GIVEN INSTRUCTION: In the account below about trying to option books for movies, list the three projects the speaker chose.

DOCUMENT SECTION:
-*-
So I decided on three writers that I might be able to option their material and get some producer, or myself as producer, and then get some writer to do a screenplay on it, and maybe make a movie.

And so the three projects were “Do Androids Dream of Electric Sheep,” “Naked Lunch” and a collection of Bukowski. Which, in 1975, forget it — I mean, that was nuts. Hollywood would not touch any of that, but I was looking for something commercial, and I thought that all of these things were coming.

There would be no Blade Runner if there was no Ray Bradbury. I couldn’t find Philip K. Dick. His agent didn’t even know where he was. And so I gave up.

I was walking down the street and I ran into Bradbury — he directed a play that I was going to do as an actor, so we know each other, but he yelled “hi” — and I’d forgot who he was.
-*-
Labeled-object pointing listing

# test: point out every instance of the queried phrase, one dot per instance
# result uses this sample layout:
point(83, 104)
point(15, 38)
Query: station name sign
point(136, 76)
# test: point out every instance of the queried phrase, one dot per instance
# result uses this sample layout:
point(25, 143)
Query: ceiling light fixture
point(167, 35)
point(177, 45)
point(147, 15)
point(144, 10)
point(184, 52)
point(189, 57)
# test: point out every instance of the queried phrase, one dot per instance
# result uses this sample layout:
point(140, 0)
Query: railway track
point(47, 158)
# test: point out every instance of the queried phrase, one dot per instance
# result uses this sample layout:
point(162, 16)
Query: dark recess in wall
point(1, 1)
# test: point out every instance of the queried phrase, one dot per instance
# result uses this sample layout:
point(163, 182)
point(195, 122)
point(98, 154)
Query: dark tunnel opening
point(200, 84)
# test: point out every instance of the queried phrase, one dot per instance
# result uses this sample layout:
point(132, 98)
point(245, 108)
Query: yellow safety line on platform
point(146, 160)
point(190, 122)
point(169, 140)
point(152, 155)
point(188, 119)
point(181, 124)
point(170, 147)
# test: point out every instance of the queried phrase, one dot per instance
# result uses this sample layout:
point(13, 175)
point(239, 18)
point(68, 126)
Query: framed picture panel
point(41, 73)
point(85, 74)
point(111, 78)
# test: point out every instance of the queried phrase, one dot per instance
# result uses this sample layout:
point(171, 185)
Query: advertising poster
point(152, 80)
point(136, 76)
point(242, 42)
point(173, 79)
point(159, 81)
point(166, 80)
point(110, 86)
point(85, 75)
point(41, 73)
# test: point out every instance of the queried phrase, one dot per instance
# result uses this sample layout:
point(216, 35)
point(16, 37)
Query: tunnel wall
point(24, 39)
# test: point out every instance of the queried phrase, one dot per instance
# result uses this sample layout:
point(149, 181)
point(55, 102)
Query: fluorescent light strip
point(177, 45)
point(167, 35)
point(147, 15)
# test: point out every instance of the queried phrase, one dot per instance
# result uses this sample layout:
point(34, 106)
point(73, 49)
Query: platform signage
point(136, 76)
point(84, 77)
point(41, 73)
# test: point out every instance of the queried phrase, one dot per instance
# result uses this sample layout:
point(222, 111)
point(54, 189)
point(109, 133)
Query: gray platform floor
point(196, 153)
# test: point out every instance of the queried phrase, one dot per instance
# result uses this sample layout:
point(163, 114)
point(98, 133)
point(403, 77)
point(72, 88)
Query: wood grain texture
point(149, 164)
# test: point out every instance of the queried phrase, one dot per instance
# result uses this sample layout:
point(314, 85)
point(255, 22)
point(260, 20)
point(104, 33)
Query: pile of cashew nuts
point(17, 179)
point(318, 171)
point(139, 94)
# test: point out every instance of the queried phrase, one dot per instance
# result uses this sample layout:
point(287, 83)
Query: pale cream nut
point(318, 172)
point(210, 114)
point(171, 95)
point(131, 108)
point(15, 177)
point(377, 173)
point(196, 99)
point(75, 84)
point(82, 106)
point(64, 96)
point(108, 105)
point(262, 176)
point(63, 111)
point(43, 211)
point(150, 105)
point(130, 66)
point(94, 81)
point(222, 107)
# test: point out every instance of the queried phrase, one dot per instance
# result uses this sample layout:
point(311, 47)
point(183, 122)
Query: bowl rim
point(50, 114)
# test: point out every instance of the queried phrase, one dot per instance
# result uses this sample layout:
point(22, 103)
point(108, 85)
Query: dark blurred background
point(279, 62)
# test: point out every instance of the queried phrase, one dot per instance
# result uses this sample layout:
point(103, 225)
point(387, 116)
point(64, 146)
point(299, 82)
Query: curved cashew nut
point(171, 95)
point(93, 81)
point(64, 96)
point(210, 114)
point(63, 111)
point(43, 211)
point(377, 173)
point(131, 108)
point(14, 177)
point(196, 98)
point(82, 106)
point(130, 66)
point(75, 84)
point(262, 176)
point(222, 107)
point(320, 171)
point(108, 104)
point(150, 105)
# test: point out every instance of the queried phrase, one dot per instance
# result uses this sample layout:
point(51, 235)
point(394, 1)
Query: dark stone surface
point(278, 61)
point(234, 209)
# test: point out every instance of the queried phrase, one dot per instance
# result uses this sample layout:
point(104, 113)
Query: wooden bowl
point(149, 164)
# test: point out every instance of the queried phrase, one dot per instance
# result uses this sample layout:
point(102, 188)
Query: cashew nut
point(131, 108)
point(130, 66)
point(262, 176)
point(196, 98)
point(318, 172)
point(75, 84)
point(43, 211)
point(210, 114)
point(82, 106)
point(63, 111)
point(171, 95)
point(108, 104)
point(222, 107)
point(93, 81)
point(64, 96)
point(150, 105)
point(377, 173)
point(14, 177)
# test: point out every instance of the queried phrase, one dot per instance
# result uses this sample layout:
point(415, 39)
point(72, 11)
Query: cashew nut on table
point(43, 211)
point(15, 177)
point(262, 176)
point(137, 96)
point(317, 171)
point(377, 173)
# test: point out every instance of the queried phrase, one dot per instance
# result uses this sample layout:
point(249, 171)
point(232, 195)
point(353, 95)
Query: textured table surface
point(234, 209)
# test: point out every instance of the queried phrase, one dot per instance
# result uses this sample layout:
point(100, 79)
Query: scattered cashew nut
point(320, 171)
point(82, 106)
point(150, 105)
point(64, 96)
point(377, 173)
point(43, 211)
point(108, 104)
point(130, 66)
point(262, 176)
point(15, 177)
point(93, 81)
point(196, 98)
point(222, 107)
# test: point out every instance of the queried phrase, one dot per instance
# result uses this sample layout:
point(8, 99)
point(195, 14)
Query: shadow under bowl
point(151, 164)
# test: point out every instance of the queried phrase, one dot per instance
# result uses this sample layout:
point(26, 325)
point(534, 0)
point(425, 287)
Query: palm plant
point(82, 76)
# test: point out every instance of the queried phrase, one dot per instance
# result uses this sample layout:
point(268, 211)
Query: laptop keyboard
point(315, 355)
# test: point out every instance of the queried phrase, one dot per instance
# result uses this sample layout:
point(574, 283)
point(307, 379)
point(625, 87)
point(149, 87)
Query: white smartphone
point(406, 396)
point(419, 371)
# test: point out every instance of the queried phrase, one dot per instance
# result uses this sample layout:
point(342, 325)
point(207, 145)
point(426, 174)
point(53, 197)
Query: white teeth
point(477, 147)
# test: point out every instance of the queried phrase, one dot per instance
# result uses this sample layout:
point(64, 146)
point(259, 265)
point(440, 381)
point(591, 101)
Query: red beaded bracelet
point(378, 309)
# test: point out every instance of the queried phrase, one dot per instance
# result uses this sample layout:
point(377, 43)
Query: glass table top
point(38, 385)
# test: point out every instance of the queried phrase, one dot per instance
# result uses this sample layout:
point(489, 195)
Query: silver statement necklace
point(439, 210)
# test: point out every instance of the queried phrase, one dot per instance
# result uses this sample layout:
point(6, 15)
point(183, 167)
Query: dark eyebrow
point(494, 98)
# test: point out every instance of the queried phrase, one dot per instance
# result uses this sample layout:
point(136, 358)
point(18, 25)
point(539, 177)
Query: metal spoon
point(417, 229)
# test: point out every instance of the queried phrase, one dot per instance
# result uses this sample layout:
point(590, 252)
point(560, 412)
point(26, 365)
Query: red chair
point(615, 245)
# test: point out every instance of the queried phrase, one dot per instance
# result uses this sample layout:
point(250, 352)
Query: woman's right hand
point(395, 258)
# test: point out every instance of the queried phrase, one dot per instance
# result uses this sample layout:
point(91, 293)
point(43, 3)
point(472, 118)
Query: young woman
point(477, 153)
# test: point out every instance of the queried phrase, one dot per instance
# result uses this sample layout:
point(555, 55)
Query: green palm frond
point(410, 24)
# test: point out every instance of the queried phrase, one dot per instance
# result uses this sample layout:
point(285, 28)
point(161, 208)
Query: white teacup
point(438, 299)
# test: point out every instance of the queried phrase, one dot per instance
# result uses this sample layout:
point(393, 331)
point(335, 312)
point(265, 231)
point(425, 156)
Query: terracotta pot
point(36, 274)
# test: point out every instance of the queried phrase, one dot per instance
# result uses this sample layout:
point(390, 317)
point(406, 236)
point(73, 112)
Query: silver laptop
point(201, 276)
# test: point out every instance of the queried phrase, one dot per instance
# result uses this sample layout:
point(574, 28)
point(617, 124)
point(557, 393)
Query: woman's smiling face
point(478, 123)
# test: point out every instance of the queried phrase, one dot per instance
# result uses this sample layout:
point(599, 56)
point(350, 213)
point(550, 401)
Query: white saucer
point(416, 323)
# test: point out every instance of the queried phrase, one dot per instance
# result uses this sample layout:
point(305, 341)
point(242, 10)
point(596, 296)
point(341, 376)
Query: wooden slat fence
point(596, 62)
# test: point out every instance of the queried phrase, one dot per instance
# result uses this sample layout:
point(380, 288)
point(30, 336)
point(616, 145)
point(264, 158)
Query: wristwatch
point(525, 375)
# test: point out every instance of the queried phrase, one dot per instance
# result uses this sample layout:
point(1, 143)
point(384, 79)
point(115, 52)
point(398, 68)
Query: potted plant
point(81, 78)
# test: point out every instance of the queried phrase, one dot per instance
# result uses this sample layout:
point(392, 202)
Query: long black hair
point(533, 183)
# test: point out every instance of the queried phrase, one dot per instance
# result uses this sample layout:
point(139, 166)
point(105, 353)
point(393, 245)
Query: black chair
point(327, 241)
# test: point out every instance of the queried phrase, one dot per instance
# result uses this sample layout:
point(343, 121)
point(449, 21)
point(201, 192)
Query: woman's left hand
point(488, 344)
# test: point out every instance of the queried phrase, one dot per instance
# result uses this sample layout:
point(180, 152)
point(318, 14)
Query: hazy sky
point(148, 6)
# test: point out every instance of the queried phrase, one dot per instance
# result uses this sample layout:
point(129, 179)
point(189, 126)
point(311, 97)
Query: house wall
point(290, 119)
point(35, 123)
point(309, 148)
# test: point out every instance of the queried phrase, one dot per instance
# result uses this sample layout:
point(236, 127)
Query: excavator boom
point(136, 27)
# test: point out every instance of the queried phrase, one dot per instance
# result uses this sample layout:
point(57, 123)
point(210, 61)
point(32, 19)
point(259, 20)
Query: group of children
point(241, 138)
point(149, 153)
-*-
COMPLETED EXERCISE: "Do Androids Dream of Electric Sheep," "Naked Lunch," and a collection of Bukowski.